**INSTRUCTIONS**
**a.** List every dollar amount that appears in the water authority passage below.
**b.** Extend the water authority passage below, picking up right after its final sentence.

**SUPPLIED PASSAGE**
Segment Open

The authority’s basic costs have also escalated, prompting pending rate hikes beginning next year.

Water treatment chemicals alone are up nearly 80 percent which is costing the authority  $1 million more after supply chain issues sprung from the COVID-19 pandemic.

With fuel costs up 34 percent, a salary upgrade and other expenses, the authority has already announced higher rates taking effect next year.

Early this month, the authority approved a five-year rate plan in the FY’23 budget with new rates for the next three years and projections going forward.

For typical families who are water and sewer customers and use about 5,000 gallons of water a month, their bill will rise nearly $4.

The authority is increasing the basic charge for a standard residential meter by 25 cents from $9.25 to $9.50. The consumption rate per 748 gallons is rising 27 cents.

Similar hikes are approved for 2024 and 2025, but consumption rates are projected to increase by 35 cents and 60, respectively, in 2026 and  2027.

In the news release announcing the increase, the authority mentioned that even with the hike, MWA’s rates are below average for Middle Georgia utilities, according to a comprehensive analysis by the University of North Carolina’s Environmental Finance Center.

New way to pay bills in headquarters renovation

Those who pay their bills in person, will notice lots of work going on at the MWA headquarters building at 790 Second St.

In 2017, the authority approved a nearly $10 million renovation to the old C&S bank building the authority bought for $1.1 million and spent about $300,000 outfitting it before moving from Third Street in 1995.

“This building has not been touched for long time,” Wanna said as he took The Macon Newsroom on a tour Friday.

Segment Closed

**RECORDS SUPPLIED**

Segment Open

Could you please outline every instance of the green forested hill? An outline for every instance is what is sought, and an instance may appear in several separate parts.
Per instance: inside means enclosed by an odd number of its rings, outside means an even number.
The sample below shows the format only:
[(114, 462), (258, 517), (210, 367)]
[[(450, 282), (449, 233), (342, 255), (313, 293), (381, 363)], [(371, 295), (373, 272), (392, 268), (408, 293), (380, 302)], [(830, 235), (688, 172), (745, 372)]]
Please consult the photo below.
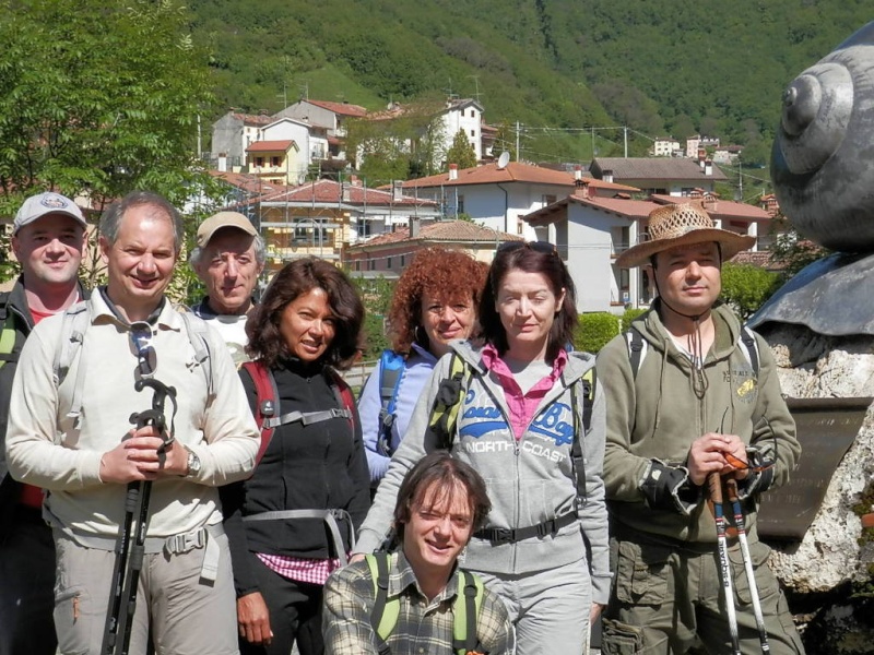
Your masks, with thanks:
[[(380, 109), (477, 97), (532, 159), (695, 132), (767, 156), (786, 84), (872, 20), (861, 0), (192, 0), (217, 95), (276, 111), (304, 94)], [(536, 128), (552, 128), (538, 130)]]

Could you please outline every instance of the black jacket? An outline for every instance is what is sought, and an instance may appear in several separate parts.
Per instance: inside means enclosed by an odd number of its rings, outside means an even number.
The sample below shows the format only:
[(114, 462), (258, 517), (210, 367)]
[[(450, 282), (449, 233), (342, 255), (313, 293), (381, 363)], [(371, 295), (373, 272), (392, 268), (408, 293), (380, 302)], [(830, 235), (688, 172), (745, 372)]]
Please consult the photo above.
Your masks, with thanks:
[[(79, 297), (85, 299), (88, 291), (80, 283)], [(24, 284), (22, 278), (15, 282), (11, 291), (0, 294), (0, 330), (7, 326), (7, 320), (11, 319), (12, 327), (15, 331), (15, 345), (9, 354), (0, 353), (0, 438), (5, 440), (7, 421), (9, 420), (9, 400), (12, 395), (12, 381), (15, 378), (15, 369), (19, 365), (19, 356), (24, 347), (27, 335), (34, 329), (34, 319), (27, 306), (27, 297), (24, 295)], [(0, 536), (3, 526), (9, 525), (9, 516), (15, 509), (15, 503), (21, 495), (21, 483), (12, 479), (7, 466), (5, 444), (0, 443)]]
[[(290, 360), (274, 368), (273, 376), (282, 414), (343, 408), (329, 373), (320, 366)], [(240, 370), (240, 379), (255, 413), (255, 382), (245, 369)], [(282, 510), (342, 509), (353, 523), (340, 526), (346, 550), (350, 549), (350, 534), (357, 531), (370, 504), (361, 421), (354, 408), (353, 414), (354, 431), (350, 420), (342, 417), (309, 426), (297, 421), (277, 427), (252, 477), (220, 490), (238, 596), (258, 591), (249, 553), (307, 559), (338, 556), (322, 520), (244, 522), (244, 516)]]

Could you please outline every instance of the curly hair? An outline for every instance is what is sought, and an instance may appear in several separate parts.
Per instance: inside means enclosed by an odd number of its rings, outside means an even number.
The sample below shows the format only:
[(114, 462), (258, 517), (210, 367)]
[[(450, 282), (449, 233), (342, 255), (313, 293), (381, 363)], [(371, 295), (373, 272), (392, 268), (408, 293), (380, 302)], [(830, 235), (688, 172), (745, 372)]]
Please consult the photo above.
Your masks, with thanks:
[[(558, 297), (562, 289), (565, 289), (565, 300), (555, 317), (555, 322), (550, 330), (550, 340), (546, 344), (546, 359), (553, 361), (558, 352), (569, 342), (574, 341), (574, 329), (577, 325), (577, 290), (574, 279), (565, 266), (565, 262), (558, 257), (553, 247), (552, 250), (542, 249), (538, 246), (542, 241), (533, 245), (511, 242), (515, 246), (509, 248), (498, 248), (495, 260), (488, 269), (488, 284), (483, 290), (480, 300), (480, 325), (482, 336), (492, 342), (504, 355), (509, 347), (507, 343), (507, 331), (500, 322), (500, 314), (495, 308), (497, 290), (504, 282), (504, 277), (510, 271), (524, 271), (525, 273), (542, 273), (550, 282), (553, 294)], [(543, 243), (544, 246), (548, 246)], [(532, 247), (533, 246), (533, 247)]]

Segment Closed

**TASK RESULTS**
**a.** $1 million, $4, $9.25, $9.50, $10 million, $1.1 million, $300,000

**b.**
Azar+Walsh Architects completely redesigned the old bank which will have a cascading outdoor fountain at the entrance to the lobby.

Staff members have been shifting to different locations as Warren Associates has been working in phases around the building as they add greater security measures and handicapped access.

Currently, the lobby staff is working out of a small temporary space near the elevators, but the drive-thru lanes are nearly complete. For safety reasons, no cash is being accepted in the makeshift lobby during the renovation.

Jennifer Smith has worked for the authority for 27 years.

Up until a few months ago, Smith was cramped into the small drive-thru teller perch behind the window.

“I’m glad I wasn’t claustrophobic,” Smith said. “You could barely pass between the other person. If you moved your chair back, you’d touch the wall.”

Friday, Smith was greeting motorists from her new hub which is four times larger than before.

By reducing the car lanes from four to three, two of the bays are much wider.

“Now you can accommodate those big trucks,” Wanna said.

The parking lot layout separates drive-thru traffic from most customer parking to make it safer. Pervious pavers replaced asphalt and patches of landscaping allow for stormwater to seep into the ground instead of running off.

“We are stormwater conscious of everything,” Wanna said.

The second-board room is being rearranged and upgraded for modern media with a technology closet behind the dais and an area reserved for cameras and reporters.

Some of the architectural charm of the original 1963 building will remain intact, like the metal screens over the back entrance, but the golden brick has been painted white. Vertical blue accents frame the slender windows and similar hues highlight carpet squares through the building, paying homage to water.

“It will be a good atmosphere for our customers and our employees because we think they deserve it,” Wanna said.

The renovation began in August of 2021 and is expected to be complete next summer, if materials arrive as planned.

There has been a 12-month delay in roofing and they have been waiting several months for a generator to be delivered and just learned it will be coming in December at the earliest, Wanna said.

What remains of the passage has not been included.